● **Description of the task**: Retype everything from the line containing "white hair bun" down to the last line of the data, word for word.

● **Material supplied**:

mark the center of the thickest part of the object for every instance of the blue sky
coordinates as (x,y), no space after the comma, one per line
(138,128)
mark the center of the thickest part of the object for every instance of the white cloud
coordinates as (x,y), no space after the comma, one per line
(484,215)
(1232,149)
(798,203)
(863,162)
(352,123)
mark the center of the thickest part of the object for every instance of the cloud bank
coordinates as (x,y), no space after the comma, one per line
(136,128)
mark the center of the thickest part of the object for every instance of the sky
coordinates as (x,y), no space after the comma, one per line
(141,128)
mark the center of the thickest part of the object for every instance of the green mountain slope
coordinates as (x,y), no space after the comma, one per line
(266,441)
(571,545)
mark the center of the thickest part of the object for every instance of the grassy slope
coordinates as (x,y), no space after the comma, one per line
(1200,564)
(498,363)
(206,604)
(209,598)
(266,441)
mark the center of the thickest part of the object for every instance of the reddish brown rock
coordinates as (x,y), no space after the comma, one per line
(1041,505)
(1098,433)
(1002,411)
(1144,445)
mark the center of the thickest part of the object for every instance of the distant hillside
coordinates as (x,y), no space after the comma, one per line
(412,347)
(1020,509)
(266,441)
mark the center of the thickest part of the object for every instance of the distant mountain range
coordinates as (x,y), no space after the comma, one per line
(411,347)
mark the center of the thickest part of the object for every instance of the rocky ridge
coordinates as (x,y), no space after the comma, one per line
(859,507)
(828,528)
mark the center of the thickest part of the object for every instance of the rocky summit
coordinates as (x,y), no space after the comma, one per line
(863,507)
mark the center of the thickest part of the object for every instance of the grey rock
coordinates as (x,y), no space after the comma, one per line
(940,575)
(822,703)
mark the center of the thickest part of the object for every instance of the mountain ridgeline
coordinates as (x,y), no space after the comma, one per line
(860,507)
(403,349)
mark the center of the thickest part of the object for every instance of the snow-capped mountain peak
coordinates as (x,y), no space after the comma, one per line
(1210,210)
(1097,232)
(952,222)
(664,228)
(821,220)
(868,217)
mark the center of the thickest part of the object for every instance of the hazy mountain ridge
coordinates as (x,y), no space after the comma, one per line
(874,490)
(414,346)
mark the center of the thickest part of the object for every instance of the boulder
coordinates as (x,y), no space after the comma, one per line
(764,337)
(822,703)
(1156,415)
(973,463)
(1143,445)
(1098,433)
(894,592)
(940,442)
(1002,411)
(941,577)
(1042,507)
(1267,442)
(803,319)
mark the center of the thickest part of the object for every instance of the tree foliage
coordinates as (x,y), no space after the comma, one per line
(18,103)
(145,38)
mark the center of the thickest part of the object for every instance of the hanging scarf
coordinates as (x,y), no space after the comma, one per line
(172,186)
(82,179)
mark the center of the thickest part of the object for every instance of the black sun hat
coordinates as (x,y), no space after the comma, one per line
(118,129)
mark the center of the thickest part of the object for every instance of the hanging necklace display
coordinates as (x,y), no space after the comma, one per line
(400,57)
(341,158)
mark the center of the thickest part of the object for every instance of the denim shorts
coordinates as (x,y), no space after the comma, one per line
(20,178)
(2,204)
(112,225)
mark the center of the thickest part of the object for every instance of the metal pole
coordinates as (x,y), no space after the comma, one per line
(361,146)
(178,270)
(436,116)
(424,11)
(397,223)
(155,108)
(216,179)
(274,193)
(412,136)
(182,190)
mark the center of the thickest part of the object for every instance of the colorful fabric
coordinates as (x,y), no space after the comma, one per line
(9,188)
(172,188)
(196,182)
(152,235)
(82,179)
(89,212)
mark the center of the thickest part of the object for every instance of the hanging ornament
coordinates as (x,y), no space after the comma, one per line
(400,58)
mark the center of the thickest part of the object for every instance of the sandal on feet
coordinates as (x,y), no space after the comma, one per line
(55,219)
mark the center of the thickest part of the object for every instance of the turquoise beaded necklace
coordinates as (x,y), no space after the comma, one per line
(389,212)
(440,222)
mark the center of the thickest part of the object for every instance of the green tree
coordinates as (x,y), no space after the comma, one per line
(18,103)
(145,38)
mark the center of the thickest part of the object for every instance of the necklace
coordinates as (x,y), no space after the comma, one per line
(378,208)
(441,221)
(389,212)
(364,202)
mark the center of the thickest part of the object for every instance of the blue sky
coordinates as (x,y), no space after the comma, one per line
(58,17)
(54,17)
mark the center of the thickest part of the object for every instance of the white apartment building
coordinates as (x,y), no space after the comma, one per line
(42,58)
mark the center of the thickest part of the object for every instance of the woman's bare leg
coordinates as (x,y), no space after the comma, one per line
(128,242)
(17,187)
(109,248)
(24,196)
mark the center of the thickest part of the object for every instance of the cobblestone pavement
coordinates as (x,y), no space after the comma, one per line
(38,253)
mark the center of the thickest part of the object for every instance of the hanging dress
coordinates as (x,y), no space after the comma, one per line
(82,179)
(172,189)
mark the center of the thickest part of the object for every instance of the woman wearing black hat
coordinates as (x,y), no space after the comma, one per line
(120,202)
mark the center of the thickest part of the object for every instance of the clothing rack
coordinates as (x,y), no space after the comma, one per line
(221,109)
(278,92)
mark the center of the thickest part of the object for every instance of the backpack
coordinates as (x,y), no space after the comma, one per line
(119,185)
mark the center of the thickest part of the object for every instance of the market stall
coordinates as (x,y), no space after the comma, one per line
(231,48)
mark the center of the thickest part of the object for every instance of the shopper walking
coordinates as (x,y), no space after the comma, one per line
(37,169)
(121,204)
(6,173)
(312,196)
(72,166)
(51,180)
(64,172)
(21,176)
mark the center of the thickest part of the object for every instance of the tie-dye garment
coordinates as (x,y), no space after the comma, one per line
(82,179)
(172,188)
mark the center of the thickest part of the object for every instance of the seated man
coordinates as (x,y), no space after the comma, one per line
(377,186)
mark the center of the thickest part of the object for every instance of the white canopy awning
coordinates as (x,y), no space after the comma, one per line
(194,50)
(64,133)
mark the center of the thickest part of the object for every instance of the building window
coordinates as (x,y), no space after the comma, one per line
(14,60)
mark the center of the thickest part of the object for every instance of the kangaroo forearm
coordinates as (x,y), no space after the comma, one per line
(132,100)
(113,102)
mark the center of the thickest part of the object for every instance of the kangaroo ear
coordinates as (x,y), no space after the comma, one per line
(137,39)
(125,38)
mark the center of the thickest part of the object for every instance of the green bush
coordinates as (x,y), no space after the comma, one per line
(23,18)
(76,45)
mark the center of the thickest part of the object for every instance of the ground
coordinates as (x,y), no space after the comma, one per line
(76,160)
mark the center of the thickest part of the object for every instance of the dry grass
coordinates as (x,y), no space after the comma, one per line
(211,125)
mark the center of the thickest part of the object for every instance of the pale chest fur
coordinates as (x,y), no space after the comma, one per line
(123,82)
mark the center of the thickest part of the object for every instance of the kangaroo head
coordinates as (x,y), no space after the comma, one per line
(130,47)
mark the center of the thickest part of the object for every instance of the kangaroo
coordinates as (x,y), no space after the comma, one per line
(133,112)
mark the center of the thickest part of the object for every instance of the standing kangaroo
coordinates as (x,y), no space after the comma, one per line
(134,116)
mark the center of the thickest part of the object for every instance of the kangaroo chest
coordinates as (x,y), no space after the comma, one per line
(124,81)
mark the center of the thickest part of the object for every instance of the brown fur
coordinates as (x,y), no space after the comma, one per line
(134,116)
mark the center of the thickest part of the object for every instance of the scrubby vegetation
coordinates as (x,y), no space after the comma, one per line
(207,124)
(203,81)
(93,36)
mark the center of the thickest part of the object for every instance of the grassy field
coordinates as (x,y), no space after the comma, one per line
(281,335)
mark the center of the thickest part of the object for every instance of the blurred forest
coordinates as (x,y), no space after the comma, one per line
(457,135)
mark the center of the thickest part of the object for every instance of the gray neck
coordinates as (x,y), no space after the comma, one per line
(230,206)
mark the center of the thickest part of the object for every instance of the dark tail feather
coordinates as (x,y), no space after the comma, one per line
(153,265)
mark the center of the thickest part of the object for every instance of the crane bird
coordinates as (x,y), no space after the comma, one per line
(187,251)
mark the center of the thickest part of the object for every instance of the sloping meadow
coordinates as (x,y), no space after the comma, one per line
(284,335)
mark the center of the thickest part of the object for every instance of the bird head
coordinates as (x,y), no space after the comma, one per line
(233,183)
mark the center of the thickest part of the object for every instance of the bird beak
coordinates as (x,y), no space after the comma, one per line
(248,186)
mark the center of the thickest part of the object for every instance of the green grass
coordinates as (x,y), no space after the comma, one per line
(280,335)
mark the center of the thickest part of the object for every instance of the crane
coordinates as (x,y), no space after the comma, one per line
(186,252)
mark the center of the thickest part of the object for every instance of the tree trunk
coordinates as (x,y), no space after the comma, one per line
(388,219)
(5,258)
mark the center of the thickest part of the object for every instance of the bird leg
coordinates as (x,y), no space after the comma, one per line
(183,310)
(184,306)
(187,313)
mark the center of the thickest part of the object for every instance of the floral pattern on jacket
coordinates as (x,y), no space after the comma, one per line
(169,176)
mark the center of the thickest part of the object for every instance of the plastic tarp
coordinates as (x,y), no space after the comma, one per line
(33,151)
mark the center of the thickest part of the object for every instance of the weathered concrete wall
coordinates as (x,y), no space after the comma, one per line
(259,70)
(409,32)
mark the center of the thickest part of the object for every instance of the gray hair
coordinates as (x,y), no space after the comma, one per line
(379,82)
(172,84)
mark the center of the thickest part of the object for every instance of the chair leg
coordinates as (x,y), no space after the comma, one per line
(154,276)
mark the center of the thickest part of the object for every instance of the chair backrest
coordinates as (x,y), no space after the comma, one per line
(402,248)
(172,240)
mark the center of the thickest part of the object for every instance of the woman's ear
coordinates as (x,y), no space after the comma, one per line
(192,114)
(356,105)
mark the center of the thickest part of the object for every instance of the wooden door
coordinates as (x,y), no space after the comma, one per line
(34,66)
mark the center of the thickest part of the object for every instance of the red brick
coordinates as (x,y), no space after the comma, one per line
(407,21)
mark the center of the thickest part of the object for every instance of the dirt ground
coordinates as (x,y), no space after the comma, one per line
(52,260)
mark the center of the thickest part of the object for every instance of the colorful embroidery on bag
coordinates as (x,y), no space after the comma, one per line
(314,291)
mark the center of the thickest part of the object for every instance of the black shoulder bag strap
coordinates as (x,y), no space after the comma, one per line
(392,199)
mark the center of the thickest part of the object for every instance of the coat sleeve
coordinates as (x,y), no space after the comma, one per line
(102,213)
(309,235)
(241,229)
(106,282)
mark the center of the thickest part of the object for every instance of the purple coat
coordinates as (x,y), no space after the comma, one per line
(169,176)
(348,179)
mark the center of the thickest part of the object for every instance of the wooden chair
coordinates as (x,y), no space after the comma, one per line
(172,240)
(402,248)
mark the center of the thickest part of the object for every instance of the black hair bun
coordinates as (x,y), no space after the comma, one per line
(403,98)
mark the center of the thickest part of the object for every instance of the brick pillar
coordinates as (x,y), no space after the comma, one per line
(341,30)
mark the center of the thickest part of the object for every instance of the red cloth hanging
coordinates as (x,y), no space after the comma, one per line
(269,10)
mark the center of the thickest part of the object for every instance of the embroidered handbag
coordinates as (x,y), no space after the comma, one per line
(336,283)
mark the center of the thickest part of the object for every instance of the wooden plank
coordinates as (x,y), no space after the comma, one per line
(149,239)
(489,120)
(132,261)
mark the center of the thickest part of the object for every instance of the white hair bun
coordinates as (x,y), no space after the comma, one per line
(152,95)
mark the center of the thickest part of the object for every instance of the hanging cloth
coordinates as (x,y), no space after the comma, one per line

● **Written answer**:
mark the center of the thickest part of the object for every instance of the white hair bun
coordinates as (x,y), no space after the comma, one per line
(152,95)
mark the center of the thickest part of the object for every instance of the hanging cloth
coordinates as (x,y), no space after the comma, one per line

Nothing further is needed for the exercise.